Mr Samaras, who worked with the premier during the 2014 and 2018 state election campaigns, said Mr Andrews was ahead of the curve in capturing the mood of millennials and generation Z on social issues such as climate change.

‘He became effectively the standard-bearer for that generation,’ he said.

Victorian Premiers who have reached 3,000 days in office qualify for the statues at 1 Treasury Place wit Henry Bolte, Albert Dunstan, Rupert Hamer and John Cain Jr already having theirs

Victorian Premiers who have reached 3,000 days in office qualify for the statues at 1 Treasury Place wit Henry Bolte, Albert Dunstan, Rupert Hamer and John Cain Jr already having theirs 

Monash University political historian Paul Strangio also believes Victorians will best remember Mr Andrews for his government’s long list of social policy reforms and transformative infrastructure regime.

His stewardship of the state’s six Covid-19 lockdowns will also undoubtedly form part of his political legacy.

‘His management of Covid polarised the community, though the election would suggest it was fundamentally a noisy minority,’ Professor Strangio said.

*Task 1*: According to the article about Premier Andrews, how many Covid-19 lockdowns did the state have under his stewardship?
*Task 2*: Transcribe the article about Premier Andrews word for word, from "Mr Samaras, who" to "generation,’ he said.".
*Task 3*: Go on with the article about Premier Andrews, picking up after its final sentence.
The records have no connection to the article about Premier Andrews.

*Data provided*:
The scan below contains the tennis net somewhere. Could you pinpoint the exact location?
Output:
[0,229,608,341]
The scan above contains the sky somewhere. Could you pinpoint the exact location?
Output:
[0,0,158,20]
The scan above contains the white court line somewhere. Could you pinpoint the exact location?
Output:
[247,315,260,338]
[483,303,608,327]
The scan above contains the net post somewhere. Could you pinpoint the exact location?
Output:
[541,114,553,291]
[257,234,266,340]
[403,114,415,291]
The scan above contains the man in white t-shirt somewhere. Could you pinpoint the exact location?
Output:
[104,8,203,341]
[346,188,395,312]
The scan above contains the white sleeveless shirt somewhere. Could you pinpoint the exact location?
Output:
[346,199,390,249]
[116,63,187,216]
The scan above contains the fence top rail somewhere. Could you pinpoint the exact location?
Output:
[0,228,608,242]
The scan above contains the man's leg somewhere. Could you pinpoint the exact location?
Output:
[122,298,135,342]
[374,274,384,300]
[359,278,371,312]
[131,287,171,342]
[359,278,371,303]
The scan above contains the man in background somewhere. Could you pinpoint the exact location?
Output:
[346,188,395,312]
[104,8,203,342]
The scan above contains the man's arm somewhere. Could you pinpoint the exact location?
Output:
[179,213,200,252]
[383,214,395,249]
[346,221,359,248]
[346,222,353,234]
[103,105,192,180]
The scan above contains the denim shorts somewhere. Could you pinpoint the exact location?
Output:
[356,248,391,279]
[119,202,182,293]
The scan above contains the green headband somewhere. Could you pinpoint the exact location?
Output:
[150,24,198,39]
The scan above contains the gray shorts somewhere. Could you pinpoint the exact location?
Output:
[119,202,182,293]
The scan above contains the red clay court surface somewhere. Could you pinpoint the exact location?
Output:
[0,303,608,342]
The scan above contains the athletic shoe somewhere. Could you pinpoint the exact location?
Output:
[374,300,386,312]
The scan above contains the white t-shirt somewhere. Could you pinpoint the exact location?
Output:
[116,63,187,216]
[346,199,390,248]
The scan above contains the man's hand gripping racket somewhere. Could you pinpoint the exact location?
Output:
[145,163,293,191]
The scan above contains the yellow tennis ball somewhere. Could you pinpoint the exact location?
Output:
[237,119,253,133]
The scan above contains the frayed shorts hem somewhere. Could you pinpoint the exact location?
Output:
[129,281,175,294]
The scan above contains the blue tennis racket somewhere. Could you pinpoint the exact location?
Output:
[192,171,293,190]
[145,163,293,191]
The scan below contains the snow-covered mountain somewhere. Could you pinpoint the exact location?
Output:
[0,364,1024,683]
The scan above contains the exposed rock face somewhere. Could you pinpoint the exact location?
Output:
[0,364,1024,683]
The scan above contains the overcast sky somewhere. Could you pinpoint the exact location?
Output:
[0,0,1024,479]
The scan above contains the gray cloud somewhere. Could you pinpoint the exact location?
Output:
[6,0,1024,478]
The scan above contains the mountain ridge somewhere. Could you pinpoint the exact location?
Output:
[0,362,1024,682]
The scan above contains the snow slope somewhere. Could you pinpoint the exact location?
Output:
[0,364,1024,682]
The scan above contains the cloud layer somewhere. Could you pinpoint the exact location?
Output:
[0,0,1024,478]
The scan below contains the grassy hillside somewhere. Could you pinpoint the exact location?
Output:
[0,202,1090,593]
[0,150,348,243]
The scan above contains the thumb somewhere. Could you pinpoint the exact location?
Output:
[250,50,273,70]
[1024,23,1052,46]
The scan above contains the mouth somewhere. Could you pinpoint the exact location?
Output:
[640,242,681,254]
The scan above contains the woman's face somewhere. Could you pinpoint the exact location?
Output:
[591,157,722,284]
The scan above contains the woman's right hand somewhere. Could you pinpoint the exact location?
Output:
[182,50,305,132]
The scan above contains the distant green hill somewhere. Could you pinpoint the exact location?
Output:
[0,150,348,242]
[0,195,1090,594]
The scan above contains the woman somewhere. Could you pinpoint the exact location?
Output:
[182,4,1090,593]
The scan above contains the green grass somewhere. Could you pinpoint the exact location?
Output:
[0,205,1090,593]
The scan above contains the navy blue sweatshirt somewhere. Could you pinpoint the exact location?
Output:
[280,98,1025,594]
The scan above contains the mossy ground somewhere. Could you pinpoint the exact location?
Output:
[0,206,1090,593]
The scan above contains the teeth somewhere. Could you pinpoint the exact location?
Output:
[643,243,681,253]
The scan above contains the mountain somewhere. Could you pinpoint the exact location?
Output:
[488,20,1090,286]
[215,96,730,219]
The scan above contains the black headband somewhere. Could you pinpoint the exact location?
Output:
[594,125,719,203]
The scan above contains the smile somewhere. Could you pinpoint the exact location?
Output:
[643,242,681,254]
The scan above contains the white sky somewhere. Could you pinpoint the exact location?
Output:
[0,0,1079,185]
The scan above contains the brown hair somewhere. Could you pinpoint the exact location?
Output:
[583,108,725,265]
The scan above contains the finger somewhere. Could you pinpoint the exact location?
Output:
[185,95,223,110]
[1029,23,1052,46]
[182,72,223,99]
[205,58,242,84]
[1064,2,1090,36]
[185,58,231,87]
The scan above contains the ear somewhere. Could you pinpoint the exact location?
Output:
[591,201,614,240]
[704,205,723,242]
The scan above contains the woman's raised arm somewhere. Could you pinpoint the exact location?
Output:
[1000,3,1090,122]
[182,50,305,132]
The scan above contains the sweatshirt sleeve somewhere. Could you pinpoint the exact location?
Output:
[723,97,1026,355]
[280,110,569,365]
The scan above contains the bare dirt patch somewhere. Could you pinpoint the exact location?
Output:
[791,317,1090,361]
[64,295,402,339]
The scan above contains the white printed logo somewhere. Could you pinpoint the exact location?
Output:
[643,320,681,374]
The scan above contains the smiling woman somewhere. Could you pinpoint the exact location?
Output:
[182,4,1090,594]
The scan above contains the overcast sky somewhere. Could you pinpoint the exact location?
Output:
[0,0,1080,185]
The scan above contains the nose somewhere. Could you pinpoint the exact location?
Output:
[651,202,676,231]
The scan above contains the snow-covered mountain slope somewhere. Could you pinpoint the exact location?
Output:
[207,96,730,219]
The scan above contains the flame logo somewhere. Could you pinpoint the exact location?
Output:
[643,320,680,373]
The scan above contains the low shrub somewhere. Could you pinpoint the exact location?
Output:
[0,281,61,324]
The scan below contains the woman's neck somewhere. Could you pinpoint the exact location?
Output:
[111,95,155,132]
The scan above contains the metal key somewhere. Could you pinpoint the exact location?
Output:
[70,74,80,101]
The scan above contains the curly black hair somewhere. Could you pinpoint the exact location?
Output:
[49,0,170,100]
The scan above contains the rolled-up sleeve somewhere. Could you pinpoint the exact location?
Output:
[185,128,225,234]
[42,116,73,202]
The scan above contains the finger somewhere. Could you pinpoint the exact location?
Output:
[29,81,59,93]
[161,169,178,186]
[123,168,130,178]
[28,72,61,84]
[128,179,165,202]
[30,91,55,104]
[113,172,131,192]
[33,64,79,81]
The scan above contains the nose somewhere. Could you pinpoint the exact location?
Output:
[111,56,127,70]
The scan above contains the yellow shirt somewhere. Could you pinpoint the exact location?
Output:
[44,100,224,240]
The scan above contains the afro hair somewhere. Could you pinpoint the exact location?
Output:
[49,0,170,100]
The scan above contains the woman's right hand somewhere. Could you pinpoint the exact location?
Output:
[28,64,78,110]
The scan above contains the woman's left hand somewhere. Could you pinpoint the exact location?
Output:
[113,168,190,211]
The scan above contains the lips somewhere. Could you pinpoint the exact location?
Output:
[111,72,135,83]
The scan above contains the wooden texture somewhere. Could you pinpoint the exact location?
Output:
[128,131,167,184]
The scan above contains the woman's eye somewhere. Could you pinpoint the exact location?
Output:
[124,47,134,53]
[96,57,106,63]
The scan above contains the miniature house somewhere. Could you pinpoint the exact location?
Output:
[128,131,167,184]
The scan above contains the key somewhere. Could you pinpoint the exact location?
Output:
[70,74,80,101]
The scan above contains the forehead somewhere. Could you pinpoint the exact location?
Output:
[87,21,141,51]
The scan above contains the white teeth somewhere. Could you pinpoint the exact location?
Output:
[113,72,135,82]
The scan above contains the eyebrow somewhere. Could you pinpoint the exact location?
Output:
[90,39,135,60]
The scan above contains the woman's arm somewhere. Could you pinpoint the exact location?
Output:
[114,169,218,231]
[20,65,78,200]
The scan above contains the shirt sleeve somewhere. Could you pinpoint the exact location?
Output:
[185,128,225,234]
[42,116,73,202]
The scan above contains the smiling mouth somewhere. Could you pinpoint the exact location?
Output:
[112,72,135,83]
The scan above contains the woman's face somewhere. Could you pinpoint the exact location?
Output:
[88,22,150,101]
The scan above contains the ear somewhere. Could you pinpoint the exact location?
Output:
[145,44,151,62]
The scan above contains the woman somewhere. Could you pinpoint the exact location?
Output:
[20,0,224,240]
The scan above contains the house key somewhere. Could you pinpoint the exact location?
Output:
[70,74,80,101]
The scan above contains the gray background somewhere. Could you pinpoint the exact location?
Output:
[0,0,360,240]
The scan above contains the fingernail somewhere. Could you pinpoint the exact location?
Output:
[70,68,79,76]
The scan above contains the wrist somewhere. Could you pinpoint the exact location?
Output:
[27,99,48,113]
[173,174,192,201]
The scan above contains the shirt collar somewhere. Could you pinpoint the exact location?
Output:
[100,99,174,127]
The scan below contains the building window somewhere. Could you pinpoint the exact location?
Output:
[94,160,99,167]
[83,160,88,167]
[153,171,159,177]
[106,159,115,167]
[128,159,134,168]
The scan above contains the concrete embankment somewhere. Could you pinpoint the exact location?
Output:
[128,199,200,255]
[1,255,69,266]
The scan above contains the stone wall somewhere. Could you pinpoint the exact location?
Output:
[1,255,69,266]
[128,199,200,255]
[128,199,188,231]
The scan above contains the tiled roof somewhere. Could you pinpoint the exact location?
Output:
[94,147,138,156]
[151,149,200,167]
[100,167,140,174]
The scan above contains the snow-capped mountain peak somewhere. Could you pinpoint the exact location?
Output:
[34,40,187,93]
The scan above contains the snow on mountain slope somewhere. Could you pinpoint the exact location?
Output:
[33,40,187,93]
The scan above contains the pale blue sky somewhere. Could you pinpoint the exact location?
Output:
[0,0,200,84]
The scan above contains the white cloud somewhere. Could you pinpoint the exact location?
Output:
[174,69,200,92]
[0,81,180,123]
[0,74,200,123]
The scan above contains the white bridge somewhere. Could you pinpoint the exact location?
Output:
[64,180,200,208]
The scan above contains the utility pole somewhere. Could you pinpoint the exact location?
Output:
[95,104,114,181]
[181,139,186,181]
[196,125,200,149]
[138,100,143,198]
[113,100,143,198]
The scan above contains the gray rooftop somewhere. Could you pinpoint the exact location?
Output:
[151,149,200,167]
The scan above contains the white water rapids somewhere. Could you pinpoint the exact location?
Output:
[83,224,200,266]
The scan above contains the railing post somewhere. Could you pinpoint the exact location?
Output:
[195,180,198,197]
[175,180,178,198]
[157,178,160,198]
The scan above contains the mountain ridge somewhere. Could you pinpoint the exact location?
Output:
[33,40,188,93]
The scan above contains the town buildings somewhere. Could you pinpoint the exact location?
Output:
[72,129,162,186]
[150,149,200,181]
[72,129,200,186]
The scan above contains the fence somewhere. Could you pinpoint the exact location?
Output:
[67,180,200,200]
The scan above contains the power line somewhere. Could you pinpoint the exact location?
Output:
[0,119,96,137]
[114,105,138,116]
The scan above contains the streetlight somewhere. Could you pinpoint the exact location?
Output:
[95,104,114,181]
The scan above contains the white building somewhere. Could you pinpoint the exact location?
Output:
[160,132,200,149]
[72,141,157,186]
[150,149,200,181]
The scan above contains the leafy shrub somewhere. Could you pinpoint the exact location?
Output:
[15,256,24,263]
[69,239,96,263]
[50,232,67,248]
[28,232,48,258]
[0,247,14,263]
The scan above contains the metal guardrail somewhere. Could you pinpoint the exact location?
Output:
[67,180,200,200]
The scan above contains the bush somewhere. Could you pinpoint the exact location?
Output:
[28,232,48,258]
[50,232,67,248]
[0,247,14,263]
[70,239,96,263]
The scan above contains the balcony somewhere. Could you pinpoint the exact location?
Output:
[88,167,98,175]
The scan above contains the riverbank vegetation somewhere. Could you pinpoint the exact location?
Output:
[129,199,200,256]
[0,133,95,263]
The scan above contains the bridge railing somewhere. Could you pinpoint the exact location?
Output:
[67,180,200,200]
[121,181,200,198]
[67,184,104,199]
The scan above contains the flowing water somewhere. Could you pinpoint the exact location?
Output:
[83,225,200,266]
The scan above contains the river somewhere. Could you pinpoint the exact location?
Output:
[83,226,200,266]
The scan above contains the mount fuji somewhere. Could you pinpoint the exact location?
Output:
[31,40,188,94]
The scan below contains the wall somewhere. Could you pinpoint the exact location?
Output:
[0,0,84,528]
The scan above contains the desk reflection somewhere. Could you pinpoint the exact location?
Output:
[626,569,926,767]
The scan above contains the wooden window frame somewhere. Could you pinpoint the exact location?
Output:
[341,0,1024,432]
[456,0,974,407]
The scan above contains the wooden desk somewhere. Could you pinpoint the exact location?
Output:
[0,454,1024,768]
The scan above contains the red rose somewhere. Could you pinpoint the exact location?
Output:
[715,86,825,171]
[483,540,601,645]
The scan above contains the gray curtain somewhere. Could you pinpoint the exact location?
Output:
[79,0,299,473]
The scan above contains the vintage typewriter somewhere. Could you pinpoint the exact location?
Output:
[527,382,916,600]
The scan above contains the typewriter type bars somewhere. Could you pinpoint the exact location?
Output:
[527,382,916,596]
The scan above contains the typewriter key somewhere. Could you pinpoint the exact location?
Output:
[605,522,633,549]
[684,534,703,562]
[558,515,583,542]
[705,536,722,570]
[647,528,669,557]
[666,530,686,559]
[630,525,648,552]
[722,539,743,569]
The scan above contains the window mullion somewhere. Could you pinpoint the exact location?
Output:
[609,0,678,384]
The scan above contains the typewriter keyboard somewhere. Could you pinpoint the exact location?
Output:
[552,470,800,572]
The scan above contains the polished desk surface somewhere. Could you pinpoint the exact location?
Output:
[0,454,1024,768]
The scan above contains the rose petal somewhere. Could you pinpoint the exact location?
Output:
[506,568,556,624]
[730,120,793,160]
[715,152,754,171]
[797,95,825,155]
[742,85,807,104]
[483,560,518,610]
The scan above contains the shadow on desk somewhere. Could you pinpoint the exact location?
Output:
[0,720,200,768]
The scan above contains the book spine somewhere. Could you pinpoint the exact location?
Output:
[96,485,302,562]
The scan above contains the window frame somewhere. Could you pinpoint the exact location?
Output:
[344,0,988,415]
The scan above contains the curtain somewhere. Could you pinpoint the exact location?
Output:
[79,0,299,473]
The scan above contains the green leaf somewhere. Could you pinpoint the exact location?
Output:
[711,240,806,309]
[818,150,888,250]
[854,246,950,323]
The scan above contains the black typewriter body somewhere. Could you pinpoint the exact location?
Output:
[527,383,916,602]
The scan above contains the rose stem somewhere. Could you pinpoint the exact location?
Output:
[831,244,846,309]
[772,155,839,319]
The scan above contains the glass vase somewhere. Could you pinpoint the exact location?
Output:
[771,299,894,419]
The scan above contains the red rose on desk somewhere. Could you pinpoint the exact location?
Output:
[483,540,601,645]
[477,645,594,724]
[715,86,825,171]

*Expected answer 1*: Six.

*Expected answer 2*:
Mr Samaras, who worked with the premier during the 2014 and 2018 state election campaigns, said Mr Andrews was ahead of the curve in capturing the mood of millennials and generation Z on social issues such as climate change.

‘He became effectively the standard-bearer for that generation,’ he said.

*Expected answer 3*:
Mr Samaras puts Mr Andrews’ longevity down to mental fitness in the face of internal controversies such as the ‘red shirts’ rorts and branch-stacking scandals, injuring his spine and ribs in a serious fall and threats to him and his family during the pandemic.

‘Every single other politician that has graced our parliaments, whether it’s federal or state, would have quit by now,’ he said.

While the electorate has rewarded him for his dominant style and mantra to ‘get things done’, Prof Strangio said the premier had put noses out of joint as he has become more powerful.

‘He’s reluctant when it comes to scrutiny. He tends to barge his way through controversies. He doesn’t ever take a backward step. He’s a very combative leader,’ he said.

‘It’s a bit of a double-edged sword.’

Prof Strangio said the lack of a viable alternative government has shielded his popularity from significantly waning and a level of party dysfunction has compounded his controlling instincts and further centralised power.

Daniel Andrews and Catherine Andrews attends the Melbourne premiere Hamilton at Her Majesty's Theatre last year

Daniel Andrews and Catherine Andrews attends the Melbourne premiere Hamilton at Her Majesty’s Theatre last year 

Despite the premier pledging to serve a full four years, Prof Strangio believes the end is more likely to come no later than the middle of this term.

That would, he said, give his heir apparent and deputy Jacinta Allan time to make her mark before Victorians return to the polls in 2026.

‘He’s prided himself on renewing his government; he’s prided himself on the high-profile positions of women within the government,’ he said.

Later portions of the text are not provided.